TASK —
Retype the data below line for line, leaving out the pictures.

PROVIDED ENTRIES —
================================
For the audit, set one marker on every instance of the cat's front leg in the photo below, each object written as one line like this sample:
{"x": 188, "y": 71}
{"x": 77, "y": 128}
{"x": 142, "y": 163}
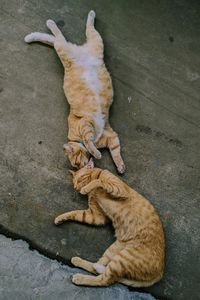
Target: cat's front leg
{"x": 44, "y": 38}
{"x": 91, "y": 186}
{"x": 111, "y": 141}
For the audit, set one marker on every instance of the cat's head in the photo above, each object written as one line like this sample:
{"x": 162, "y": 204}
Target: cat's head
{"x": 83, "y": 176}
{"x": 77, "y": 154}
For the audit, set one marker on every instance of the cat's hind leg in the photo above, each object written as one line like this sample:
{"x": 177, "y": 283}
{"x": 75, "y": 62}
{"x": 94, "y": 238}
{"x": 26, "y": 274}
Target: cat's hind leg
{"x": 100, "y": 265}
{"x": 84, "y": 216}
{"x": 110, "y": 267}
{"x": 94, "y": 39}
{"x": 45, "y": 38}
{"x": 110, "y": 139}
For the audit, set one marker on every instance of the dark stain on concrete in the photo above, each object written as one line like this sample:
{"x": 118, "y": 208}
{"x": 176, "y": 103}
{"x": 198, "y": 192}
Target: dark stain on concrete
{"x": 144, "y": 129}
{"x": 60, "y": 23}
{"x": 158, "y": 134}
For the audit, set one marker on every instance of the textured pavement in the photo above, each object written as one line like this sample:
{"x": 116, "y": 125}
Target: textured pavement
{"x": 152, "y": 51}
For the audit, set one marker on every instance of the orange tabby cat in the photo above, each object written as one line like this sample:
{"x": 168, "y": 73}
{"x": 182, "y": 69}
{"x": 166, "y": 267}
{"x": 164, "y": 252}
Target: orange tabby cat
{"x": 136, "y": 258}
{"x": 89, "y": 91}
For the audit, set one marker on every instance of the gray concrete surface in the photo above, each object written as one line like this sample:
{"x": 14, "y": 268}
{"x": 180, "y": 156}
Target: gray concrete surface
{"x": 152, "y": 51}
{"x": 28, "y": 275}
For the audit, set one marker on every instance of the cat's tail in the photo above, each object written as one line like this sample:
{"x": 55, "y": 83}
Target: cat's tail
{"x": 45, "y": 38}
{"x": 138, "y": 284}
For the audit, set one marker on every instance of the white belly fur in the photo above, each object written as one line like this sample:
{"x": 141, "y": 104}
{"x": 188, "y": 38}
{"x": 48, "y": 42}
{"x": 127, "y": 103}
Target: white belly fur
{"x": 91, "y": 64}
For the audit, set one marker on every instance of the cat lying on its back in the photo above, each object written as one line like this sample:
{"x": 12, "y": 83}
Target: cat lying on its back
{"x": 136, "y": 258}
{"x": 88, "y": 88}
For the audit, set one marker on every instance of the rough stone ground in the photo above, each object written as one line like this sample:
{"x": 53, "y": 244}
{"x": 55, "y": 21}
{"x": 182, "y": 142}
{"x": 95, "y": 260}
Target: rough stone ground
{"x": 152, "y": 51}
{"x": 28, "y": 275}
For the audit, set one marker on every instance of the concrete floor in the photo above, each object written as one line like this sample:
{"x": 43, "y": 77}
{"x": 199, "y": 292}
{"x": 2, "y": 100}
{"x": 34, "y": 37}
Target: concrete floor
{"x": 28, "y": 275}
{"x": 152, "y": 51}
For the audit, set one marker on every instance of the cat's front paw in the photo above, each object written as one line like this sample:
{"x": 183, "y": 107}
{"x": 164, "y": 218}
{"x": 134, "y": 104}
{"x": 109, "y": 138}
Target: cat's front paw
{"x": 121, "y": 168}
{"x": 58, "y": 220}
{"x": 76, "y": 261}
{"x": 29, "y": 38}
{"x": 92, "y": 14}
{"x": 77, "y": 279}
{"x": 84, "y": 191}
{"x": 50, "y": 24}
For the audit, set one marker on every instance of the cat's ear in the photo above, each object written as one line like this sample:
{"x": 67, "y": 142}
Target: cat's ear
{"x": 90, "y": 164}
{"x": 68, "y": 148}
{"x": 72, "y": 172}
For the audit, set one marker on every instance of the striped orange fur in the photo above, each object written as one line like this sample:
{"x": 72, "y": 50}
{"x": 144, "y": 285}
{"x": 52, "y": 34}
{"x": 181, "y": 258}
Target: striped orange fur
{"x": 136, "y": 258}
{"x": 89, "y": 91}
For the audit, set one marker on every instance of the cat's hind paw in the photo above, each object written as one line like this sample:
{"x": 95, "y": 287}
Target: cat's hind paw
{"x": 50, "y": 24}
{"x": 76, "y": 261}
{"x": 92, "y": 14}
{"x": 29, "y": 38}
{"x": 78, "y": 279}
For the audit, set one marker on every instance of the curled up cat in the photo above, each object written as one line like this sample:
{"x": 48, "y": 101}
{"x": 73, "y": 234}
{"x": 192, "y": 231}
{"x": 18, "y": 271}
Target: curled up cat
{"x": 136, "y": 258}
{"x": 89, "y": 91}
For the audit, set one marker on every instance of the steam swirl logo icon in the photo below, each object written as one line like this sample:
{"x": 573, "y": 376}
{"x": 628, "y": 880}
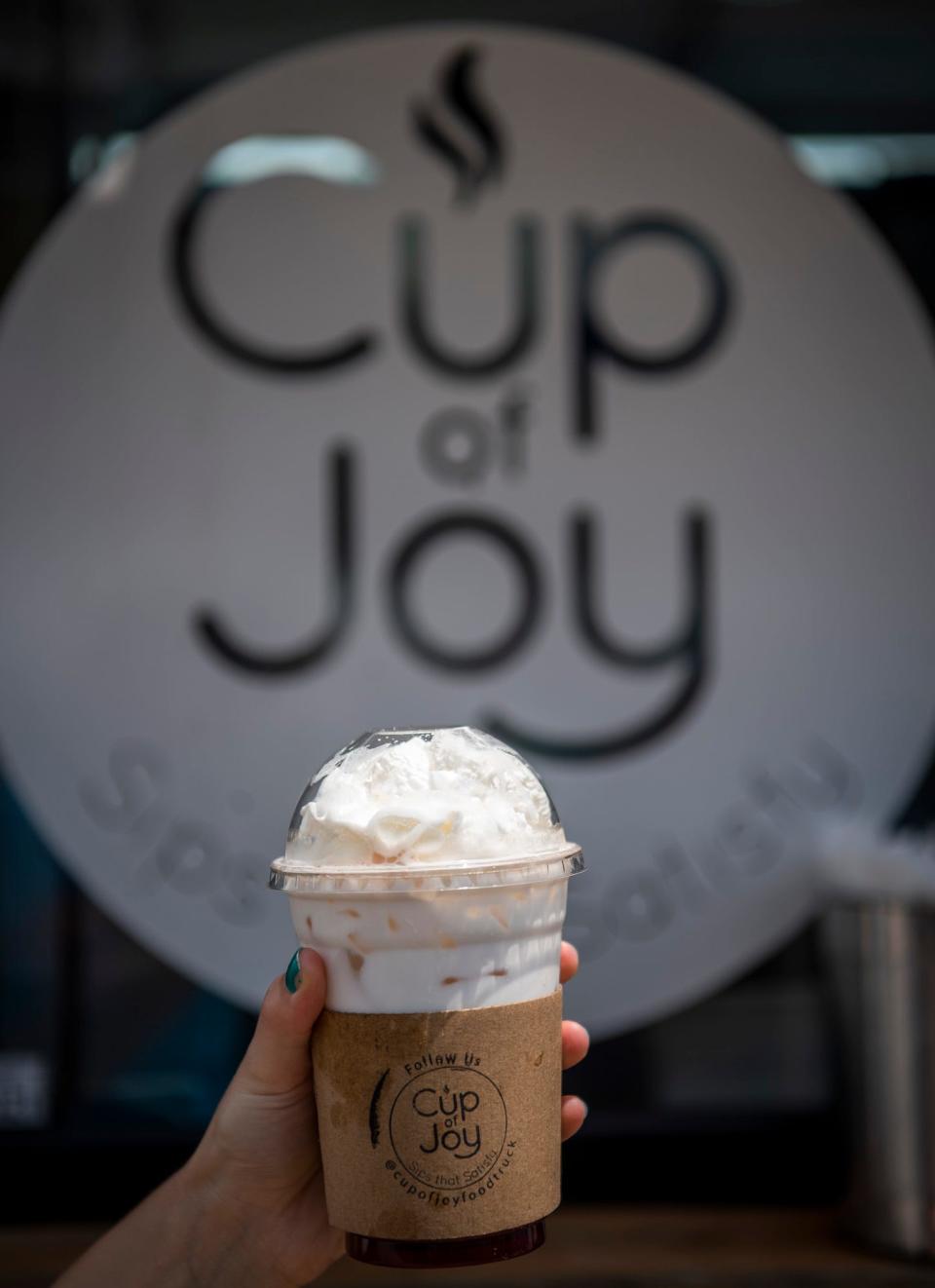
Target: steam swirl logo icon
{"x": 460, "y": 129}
================================
FINAL RESULT —
For the audit, set one marker on every instance of the cat's front leg in the photo below, each object written as one line like this sample:
{"x": 188, "y": 71}
{"x": 77, "y": 128}
{"x": 142, "y": 163}
Target: cat's front leg
{"x": 44, "y": 38}
{"x": 91, "y": 186}
{"x": 111, "y": 141}
For the audit, set one marker on every instance of the cat's head in the photo above, each object written as one line like this sample:
{"x": 162, "y": 204}
Target: cat's head
{"x": 83, "y": 176}
{"x": 77, "y": 154}
For the audit, set one marker on every instance of the cat's hind leg in the photo above, each object written as one line like this sample:
{"x": 177, "y": 283}
{"x": 75, "y": 62}
{"x": 94, "y": 238}
{"x": 26, "y": 274}
Target: cat's hind leg
{"x": 100, "y": 265}
{"x": 84, "y": 216}
{"x": 110, "y": 267}
{"x": 94, "y": 39}
{"x": 45, "y": 38}
{"x": 110, "y": 139}
For the audit, set one marker on every instance of the dark stain on concrete in the photo above, each object written as one line like this sample:
{"x": 118, "y": 208}
{"x": 176, "y": 103}
{"x": 198, "y": 192}
Target: dark stain on concrete
{"x": 144, "y": 129}
{"x": 60, "y": 23}
{"x": 158, "y": 134}
For the audit, set one marker on every instance of the textured pavement in the photo above, each object written as one line like this sample:
{"x": 116, "y": 125}
Target: textured pavement
{"x": 152, "y": 51}
For the audit, set one marker on every instance of the orange tabby cat in the photo above, each object written as one line like this sample:
{"x": 168, "y": 73}
{"x": 182, "y": 69}
{"x": 166, "y": 267}
{"x": 164, "y": 252}
Target: orange tabby cat
{"x": 136, "y": 258}
{"x": 89, "y": 91}
For the audit, set one marker on every instance of the gray concrete surface in the photo above, each object written as one line like this sample:
{"x": 14, "y": 268}
{"x": 180, "y": 156}
Target: gray concrete surface
{"x": 152, "y": 51}
{"x": 28, "y": 275}
For the audit, set one marker on every instance of the cat's tail in the photo above, each object written as one line like this sample:
{"x": 55, "y": 83}
Target: cat's tail
{"x": 45, "y": 38}
{"x": 138, "y": 284}
For the audit, set one marker on every instance of the white belly fur in the photo above, each object written as one line like this sample:
{"x": 141, "y": 104}
{"x": 188, "y": 38}
{"x": 48, "y": 42}
{"x": 127, "y": 103}
Target: white belly fur
{"x": 91, "y": 64}
For the audit, set one marker on every instance of the cat lying on its back in the photo above, each object written as one line like this sample:
{"x": 12, "y": 83}
Target: cat lying on its back
{"x": 136, "y": 258}
{"x": 88, "y": 88}
For the audit, set one marker on every instance of the rough stone ground in the photo above, each object written as one line like this sample:
{"x": 53, "y": 244}
{"x": 55, "y": 21}
{"x": 182, "y": 142}
{"x": 95, "y": 260}
Target: rough stone ground
{"x": 152, "y": 51}
{"x": 28, "y": 275}
For the audit, set one marker on every instance of the concrete floor in the photo above, each object written as one line like this sample:
{"x": 43, "y": 77}
{"x": 199, "y": 292}
{"x": 2, "y": 100}
{"x": 34, "y": 37}
Target: concrete floor
{"x": 28, "y": 275}
{"x": 152, "y": 51}
For the audit, set one marker on every instance of the cat's front paw in the photo above, each object written as one line like this sample:
{"x": 183, "y": 107}
{"x": 164, "y": 218}
{"x": 134, "y": 104}
{"x": 109, "y": 138}
Target: cat's front paw
{"x": 121, "y": 168}
{"x": 58, "y": 220}
{"x": 76, "y": 261}
{"x": 29, "y": 38}
{"x": 92, "y": 14}
{"x": 77, "y": 279}
{"x": 84, "y": 191}
{"x": 50, "y": 24}
For the audit, set one marker on every instance of the cat's ear in the photo above, each object written as one line like this sample:
{"x": 67, "y": 142}
Target: cat's ear
{"x": 90, "y": 164}
{"x": 68, "y": 148}
{"x": 72, "y": 172}
For the audit, set one marker on every instance of the striped orange fur in the photo above, each object written as one line like this sample:
{"x": 72, "y": 50}
{"x": 144, "y": 285}
{"x": 52, "y": 34}
{"x": 181, "y": 258}
Target: striped orange fur
{"x": 136, "y": 258}
{"x": 89, "y": 91}
For the audit, set one marker on every instance of the cat's hind paw in the photo above, each object written as one line like this sample:
{"x": 95, "y": 287}
Target: cat's hind paw
{"x": 50, "y": 24}
{"x": 76, "y": 261}
{"x": 92, "y": 14}
{"x": 29, "y": 38}
{"x": 78, "y": 279}
For the audit, set one marker on every instance of the curled up cat in the photo above, each object written as one line like this sample:
{"x": 48, "y": 101}
{"x": 73, "y": 234}
{"x": 192, "y": 231}
{"x": 18, "y": 271}
Target: curled up cat
{"x": 136, "y": 258}
{"x": 89, "y": 91}
For the audit, set one marker on every instance of the steam swirl logo icon in the photo below, each object written as one line like this sample:
{"x": 573, "y": 376}
{"x": 628, "y": 880}
Target: steam swirl logo icon
{"x": 460, "y": 129}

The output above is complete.